EXCERPTED PASSAGE —
☆ ☆ ☆ ☆ ☆ ☆ ☆
The videos were released by former residents at The Edge at Lowry Apartments and depicted several Spanish-speaking men with guns making their way up a set of stairs and into an apartment on Aug. 18.

Conservatives including former President Donald Trump began to spew unfounded claims that a Venezuelan gang known as Tren de Aragua was running the complexand taking advantage of residents.

Residents sought to set the record straight during a press conference on Tuesday to dispel rumors that the entire complex was taken over by a migrant gang. Many took the opportunity and also drew attention to the unsanitary living conditions inside the apartment complex, including mice, piles of trash that hadn’t been collected, faulty appliances, leaky pipes, and more, according to The Associated Press.

“The only criminal here is the owner of the building,” said a resident named Moises Didenot, who is from Venezuela, according to the AP. Didenot also displayed live mice on a trap that he had caught recently in his apartment.

“I have been here for a year, and I have not received any kind of violence,” another resident said at the press conference, according to CBS News.

Another resident, who did not reveal their name, said that the narrative of a takeover from Tren de Aragua has prompted people in the Aurora community to classify all the residents at the Lowry Apartments as criminals.

“They are trying to put us all in one group, all in one bag,” the resident said. “They are trying to say that here there are delinquents, there are criminals. Here there’s moms, there’s families.”
☆ ☆ ☆ ☆ ☆ ☆ ☆
STUDY MATERIAL —
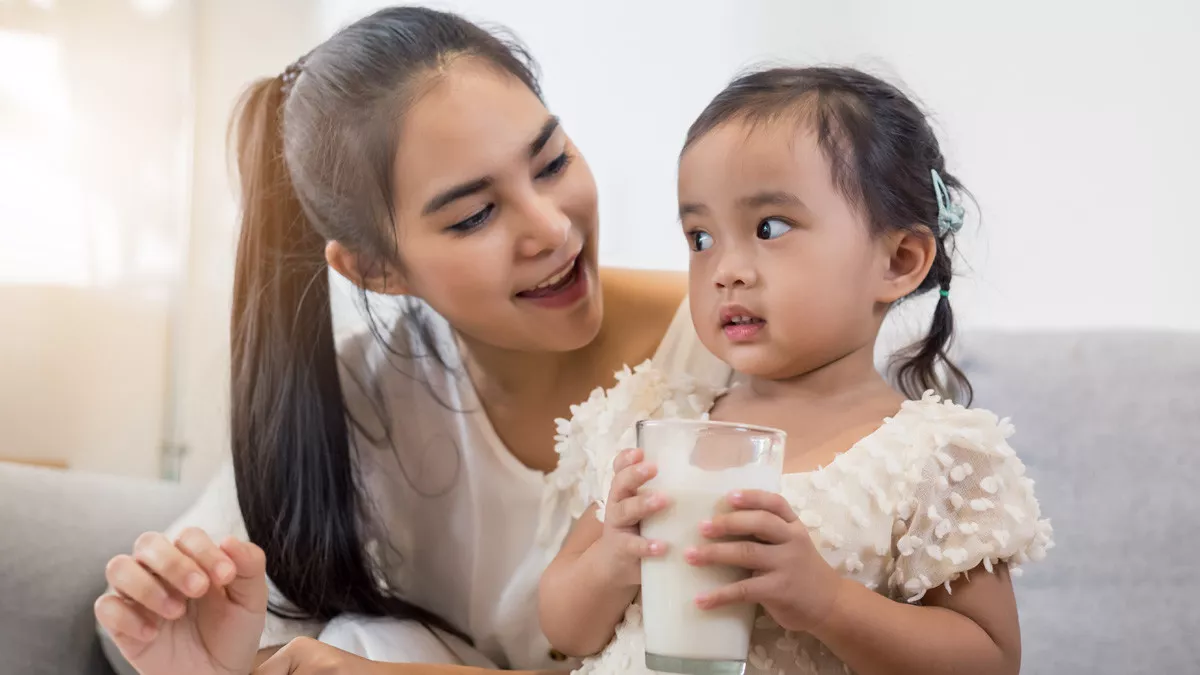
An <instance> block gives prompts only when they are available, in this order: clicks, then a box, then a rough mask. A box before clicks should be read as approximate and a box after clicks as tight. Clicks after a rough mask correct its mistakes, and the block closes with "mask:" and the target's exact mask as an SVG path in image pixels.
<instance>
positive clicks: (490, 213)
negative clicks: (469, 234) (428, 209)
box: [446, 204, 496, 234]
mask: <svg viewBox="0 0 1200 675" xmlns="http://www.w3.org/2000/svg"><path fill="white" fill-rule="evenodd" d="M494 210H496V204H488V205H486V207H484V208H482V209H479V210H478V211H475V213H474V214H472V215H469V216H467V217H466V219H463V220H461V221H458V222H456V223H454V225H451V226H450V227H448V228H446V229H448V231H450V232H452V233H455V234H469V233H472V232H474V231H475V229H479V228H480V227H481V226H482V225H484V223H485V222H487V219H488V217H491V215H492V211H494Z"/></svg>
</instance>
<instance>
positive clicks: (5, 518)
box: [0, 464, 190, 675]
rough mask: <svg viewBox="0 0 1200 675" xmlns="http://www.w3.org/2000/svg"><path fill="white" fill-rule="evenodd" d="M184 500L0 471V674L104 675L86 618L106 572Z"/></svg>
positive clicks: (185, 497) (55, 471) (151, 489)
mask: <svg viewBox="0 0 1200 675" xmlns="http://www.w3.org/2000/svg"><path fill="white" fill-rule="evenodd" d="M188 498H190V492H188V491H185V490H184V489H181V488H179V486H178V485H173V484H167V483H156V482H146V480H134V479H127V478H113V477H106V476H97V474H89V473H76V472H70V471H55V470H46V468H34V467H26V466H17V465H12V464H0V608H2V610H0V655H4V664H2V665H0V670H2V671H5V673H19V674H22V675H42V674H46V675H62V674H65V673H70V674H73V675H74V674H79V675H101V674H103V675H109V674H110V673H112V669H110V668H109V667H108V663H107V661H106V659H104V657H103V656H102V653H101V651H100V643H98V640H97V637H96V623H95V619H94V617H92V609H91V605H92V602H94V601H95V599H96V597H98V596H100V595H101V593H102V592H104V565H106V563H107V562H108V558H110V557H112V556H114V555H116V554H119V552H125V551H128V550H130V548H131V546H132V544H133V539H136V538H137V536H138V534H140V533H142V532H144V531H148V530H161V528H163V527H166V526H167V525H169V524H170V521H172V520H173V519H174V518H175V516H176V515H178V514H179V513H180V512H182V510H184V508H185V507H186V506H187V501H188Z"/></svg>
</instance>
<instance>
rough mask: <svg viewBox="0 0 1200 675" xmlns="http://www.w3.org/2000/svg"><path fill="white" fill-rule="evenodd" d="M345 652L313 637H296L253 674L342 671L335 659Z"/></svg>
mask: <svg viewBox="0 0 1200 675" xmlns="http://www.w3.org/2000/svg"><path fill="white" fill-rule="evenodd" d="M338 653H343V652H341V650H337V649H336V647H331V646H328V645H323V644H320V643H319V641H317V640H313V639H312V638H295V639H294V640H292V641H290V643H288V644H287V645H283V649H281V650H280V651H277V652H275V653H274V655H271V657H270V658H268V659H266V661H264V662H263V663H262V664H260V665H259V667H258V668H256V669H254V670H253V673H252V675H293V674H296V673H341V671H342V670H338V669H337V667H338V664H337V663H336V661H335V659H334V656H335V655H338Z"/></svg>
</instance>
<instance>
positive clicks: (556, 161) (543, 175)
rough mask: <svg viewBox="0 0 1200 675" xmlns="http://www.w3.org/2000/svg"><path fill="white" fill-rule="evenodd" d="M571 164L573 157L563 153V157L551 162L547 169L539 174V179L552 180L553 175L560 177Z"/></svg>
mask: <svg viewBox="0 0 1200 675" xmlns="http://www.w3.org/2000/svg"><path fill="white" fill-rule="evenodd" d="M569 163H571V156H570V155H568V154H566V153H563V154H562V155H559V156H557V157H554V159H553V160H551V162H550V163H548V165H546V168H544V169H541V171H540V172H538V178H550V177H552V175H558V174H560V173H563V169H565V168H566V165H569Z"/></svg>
☆ ☆ ☆ ☆ ☆ ☆ ☆
ACTIVITY — Write the next part of the news passage above the rows about the residents' press conference at The Edge at Lowry Apartments, starting after its final quote.

ANSWER TO THE EXERCISE —
In a Fox News interview last week, Aurora Mayor Mike Coffman blamed “failed border policy” for the alleged incident and baselessly claimed that the gang “pushed out the property management” and has taken over at least two apartment buildings.

Aurora City Councilwoman Danielle Jurinsky added fuel to the fire when she claimed in an interview with The National Desk that the residents complained about the men “going through the complex, heavily armed.”

“They patrol the complex. They control who comes in, who goes out, they go from door to door. They have forced their way into many complexes. They have thrown people out,” she added.

Interim Aurora Police Chief Heather Morris quickly dispelled the idea of a Tren de Aragua takeover after talking directly to the people who live there.

“We’ve been talking to the residents here and learning from them to find out what exactly is going on, and there’s definitely a different picture,” Morris said. “I’m not saying that there’s not gang members that don’t live in this community, but what we’re learning out here is that gang members have not taken over this complex.”

The police department, in coordination with state and federal partners, previously created a special task force in August to address crimes around the city involving Tren de Aragua. In a statement addressing the concerns at the Lowry Apartments, police officials reiterated that their task force was already investigating the gang and their investigations have led them to believe that reports of Tren de Aragua’s influence are isolated.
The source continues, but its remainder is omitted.